── Given text

In addition, the surrogacy package agreed between the applicants and the surrogacy centre in Nepal included an agreement to pay USD$48,332.49, with the surrogate SM to receive USD$5,600 compensation (equivalent to £3,750) in monthly instalments. The courts approved such payments in D and L (Minors Surrogacy) . Therefore, Theis J authorised this payment to SM, as “the evidence demonstrates the applicants entered into this arrangement in good faith, they had previous experience…they visited and satisfied themselves regarding the hospital and residential facilities provided to SM and her family during her pregnancy.”
Change of name
The applicants made a further brief application to the courts requesting a change of name in relation to X from the one on his birth certificate so that X could “be known by the same surname as Y…The applicants were advised to have CH’s name to reflect the paternity in Nepal.” However, now that the legal process in Nepal is finalised, the applicants wanted X to have the same surname as Y reflecting the parentage of both applicants rather than only the biological father.
Mrs Justice Theis stated that “the parental order application is required to be made in the name of the child as recorded in his/her birth registration. Rule 13.15 Family Procedure Rules 2010.” However, she did consider that once in possession of a parental order, the legal forms and regulations infer that the “parental order and new birth registration can include a name nominated by the parental order parents.”
Reviewing the relevant legislation, Theis J considered s.54 of the Human Fertilisation and Embryology (Parental Order) Regulations 2010 which provide an outline for the administration of registering parental orders and a child’s birth “utilising the same procedure as for adopted children.” Therefore, the court has jurisdiction to grant a change of name for a surrogate child, in particular if it associates with the identity of that child.
Further, Schedule 1 of the Parental Order Regulations 2010 requires, as shown on the parental order application form, both the child’s current name and the new name of the child if a parental order is granted. Therefore, it can be inferred that changing a child’s name after adoption or surrogacy was envisaged.

────
── Available data

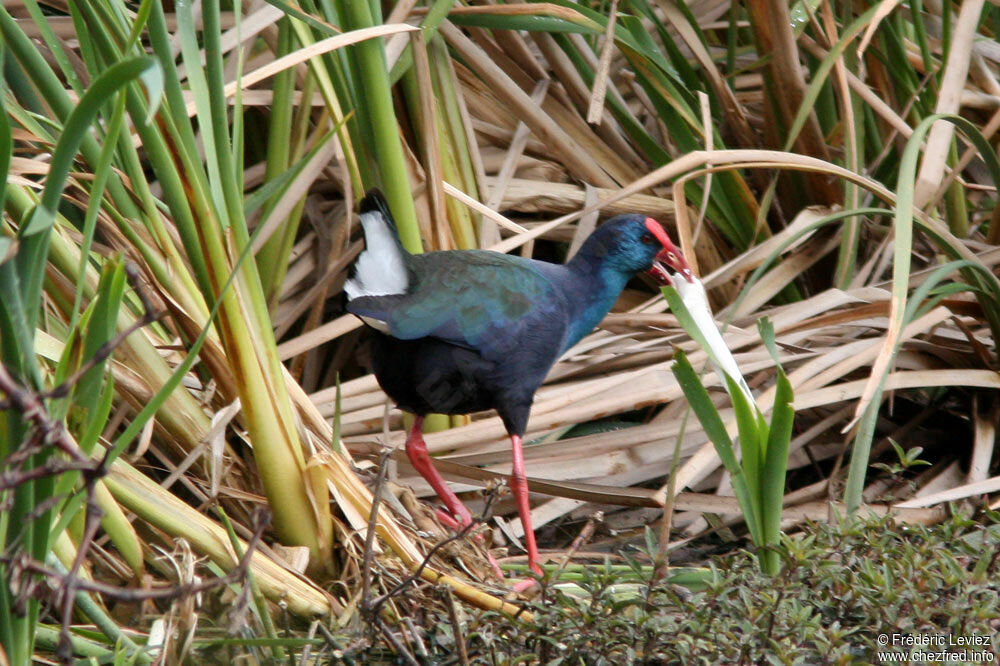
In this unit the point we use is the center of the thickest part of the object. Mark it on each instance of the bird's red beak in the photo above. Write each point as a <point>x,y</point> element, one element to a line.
<point>669,257</point>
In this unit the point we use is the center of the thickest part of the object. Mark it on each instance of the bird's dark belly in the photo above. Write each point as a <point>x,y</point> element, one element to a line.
<point>428,375</point>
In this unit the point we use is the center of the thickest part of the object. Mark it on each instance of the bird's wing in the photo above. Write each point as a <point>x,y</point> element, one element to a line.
<point>476,299</point>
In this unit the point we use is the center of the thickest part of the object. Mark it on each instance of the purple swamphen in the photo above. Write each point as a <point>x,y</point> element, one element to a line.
<point>464,331</point>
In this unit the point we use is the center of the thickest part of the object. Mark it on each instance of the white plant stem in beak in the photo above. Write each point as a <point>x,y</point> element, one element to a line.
<point>693,294</point>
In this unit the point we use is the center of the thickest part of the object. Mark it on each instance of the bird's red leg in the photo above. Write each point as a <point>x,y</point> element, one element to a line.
<point>416,450</point>
<point>519,485</point>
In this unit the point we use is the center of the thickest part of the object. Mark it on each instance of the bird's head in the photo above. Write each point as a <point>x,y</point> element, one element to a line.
<point>669,257</point>
<point>635,243</point>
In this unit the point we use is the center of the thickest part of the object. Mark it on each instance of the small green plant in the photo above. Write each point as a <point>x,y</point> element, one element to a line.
<point>906,459</point>
<point>758,477</point>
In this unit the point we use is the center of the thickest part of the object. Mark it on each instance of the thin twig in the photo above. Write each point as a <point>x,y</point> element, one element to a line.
<point>396,644</point>
<point>369,552</point>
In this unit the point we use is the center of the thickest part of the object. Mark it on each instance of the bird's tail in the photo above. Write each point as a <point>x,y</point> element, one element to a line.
<point>380,269</point>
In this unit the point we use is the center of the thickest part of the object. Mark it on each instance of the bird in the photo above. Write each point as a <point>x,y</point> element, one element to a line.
<point>463,331</point>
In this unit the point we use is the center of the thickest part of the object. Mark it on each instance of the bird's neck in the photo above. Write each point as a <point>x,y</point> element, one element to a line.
<point>595,286</point>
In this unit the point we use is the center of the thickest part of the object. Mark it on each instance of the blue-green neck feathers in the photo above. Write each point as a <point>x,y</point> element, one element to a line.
<point>611,256</point>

────

What to do.
1. Using the text on the surrogacy court case, copy everything from "Reviewing the relevant" down to "surrogacy was envisaged.".
2. Summarize the text on the surrogacy court case in two sentences.
3. Pick up the text on the surrogacy court case after its last sentence and carry it forward.

Responses by task.
1.
Reviewing the relevant legislation, Theis J considered s.54 of the Human Fertilisation and Embryology (Parental Order) Regulations 2010 which provide an outline for the administration of registering parental orders and a child’s birth “utilising the same procedure as for adopted children.” Therefore, the court has jurisdiction to grant a change of name for a surrogate child, in particular if it associates with the identity of that child.
Further, Schedule 1 of the Parental Order Regulations 2010 requires, as shown on the parental order application form, both the child’s current name and the new name of the child if a parental order is granted. Therefore, it can be inferred that changing a child’s name after adoption or surrogacy was envisaged.

2. Theis J authorized the payment of USD$5,600 to the surrogate SM, finding that the applicants had entered the surrogacy arrangement in Nepal in good faith. She also held that the court has jurisdiction to change a surrogate child's name, since the Parental Order Regulations 2010 allow the parental order and new birth registration to include a name nominated by the parental order parents, which the applicants sought so that X could share Y's surname.

3.
Court has jurisdiction under Schedule 1(4) ACA 2002 (and FPR r.13.22) to amend parental orders up to 12 months after issuing, to include a new name for the child.
The judge granted a parental order to the applicants in respect of X, in light of the fact that X had lived with them since his birth. X would be living with his biological father in a stable two-parent family environment with an older sibling of similar ethnicity. The judge therefore considered that X would be well looked after living with the applicants and granted the parental order and granted the name request.
The applicant’s entered into a surrogacy arrangement in Nepal at a difficult time , as the country was in an economic downturn following an earthquake earlier in the year, and X’s birth coincided with the country’s reversal of legal commercial surrogacy. Nevertheless, the judge stated that “the applicants have been assiduous in their efforts to ensure that all the necessary procedures both in Nepal and here have been complied with.”
Mrs Justice Theis used this judgment to strongly highlight the procedural difficulties of international surrogacy, emphasising that other prospective parents should seek legal advice in the jurisdiction to ensure that relevant legal requirements are complied with correctly and speedily, as in the present case. The judge quoted the guidance from the Foreign and Commonwealth Office publication Surrogacy Overseas, which highlights the complexity of such arrangements.